··· DATA TO PROCESS
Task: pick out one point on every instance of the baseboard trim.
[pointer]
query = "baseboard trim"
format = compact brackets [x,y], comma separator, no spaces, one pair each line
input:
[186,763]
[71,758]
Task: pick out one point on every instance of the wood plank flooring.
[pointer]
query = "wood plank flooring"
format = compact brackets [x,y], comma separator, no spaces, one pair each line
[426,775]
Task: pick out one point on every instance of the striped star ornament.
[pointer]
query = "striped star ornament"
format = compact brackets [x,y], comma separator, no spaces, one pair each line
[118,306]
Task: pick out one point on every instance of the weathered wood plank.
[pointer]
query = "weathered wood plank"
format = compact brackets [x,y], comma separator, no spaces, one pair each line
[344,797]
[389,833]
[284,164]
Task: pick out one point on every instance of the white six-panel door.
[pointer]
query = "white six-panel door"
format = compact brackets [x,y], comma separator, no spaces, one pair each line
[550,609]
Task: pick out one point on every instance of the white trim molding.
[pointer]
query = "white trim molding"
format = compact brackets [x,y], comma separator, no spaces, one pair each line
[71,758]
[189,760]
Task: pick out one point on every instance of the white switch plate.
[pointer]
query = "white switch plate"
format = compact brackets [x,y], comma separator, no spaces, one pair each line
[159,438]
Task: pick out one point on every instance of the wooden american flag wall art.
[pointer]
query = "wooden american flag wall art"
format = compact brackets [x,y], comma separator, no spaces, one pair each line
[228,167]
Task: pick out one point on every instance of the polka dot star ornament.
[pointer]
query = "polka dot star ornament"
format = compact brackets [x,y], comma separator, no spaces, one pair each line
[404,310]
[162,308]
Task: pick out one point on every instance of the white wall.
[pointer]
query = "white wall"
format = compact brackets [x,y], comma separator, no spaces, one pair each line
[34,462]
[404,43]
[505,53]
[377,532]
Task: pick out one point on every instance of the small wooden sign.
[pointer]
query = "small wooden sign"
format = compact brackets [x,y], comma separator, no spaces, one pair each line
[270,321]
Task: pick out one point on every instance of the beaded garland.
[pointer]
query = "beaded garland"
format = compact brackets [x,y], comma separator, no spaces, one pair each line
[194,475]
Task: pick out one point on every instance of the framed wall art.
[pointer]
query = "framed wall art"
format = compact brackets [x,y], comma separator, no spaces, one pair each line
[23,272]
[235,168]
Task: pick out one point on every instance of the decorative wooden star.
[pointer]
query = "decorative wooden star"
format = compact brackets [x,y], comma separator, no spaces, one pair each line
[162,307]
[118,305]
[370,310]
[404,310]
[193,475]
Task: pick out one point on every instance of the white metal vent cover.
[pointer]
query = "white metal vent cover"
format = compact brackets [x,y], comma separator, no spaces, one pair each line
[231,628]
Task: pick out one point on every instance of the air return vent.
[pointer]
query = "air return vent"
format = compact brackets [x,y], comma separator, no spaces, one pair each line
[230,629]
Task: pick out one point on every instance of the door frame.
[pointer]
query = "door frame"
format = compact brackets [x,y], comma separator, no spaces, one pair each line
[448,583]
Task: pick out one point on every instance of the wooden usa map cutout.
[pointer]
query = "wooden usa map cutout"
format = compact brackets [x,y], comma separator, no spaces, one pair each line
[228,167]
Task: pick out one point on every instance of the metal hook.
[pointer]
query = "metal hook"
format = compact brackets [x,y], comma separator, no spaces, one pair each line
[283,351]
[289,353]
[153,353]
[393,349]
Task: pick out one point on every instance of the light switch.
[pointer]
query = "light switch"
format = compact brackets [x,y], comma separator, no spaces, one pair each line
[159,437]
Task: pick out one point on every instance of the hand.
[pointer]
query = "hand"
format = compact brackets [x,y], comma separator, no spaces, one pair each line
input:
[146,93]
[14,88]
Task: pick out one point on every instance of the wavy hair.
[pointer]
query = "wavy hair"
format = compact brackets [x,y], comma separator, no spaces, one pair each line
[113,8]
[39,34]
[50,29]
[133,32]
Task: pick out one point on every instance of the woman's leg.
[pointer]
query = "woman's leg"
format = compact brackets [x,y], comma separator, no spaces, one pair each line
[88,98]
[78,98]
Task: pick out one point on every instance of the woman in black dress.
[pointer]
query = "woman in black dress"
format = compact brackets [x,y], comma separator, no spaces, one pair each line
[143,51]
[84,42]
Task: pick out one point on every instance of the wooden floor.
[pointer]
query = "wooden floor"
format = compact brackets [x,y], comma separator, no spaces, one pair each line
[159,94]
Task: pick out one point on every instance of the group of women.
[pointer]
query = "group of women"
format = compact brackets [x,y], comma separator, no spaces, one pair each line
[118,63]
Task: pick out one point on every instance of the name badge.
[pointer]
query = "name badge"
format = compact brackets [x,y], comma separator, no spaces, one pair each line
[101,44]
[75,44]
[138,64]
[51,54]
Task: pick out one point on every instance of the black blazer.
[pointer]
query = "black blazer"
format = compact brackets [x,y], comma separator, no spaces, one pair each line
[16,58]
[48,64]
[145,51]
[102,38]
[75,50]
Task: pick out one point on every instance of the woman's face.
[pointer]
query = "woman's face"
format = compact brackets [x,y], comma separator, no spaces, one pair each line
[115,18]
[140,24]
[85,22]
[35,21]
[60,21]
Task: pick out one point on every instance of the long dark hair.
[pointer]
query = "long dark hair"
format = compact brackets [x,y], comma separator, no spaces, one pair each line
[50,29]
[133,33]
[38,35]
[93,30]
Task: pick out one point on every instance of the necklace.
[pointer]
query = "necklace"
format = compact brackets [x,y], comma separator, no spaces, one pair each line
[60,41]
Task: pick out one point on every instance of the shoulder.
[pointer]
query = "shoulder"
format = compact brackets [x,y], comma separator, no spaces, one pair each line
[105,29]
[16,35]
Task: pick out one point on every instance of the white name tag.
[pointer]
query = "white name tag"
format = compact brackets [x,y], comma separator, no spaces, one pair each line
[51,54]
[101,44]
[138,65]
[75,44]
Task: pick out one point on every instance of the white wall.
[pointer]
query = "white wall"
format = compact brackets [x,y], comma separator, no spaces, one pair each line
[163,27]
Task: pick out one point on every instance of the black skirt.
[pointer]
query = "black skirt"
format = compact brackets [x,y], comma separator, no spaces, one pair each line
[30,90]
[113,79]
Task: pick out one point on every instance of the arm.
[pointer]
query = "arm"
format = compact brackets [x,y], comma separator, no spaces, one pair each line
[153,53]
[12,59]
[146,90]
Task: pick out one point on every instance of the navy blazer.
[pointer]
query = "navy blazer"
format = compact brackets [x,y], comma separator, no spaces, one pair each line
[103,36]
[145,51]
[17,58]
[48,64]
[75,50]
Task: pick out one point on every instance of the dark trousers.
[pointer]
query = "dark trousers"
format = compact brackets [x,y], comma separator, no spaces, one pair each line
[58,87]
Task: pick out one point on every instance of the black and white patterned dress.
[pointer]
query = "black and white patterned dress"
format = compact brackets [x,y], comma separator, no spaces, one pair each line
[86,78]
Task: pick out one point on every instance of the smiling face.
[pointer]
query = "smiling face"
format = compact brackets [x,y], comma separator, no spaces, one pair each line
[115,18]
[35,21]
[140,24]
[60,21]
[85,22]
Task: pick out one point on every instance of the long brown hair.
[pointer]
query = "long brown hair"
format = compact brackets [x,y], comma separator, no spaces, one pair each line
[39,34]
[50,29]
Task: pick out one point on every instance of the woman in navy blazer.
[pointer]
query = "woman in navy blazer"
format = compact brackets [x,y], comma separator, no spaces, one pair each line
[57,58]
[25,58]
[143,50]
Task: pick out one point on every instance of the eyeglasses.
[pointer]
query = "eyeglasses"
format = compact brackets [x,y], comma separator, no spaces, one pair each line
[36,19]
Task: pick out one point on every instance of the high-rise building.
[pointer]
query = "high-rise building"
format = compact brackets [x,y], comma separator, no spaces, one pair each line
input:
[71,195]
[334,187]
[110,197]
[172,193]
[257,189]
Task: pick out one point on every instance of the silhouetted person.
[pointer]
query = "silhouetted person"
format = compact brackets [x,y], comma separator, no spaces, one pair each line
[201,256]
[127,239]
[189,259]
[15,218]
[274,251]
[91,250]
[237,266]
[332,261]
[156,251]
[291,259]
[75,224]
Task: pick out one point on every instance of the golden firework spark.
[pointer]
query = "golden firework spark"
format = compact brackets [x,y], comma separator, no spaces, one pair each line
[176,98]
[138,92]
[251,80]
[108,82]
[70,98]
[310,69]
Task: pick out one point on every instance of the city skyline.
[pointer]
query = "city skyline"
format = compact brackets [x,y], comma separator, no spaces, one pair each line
······
DO THIS: Begin with the line that contains "Task: pick out one point on every instance of the silhouetted" and set down each line exactly until the records above end, including the final line.

THE OUTPUT:
Task: pick out one point on every instance of the silhouetted person.
[pointer]
query = "silhouetted person"
format = compact brackets [x,y], comma separator, no spaces, one pair each line
[201,256]
[127,239]
[189,259]
[15,218]
[274,251]
[91,250]
[237,266]
[332,261]
[156,251]
[291,259]
[75,224]
Task: pick out one point on every instance of the golden firework spark.
[pointer]
query = "golden firework spark"
format = compact brackets [x,y], comma separator, no spaces, one pair each line
[176,98]
[138,92]
[251,80]
[108,82]
[70,98]
[310,69]
Task: pick out one point on every instance of the city skyline.
[pointer]
query = "city skyline"
format = compact brackets [x,y], comma separator, no spaces, one pair each line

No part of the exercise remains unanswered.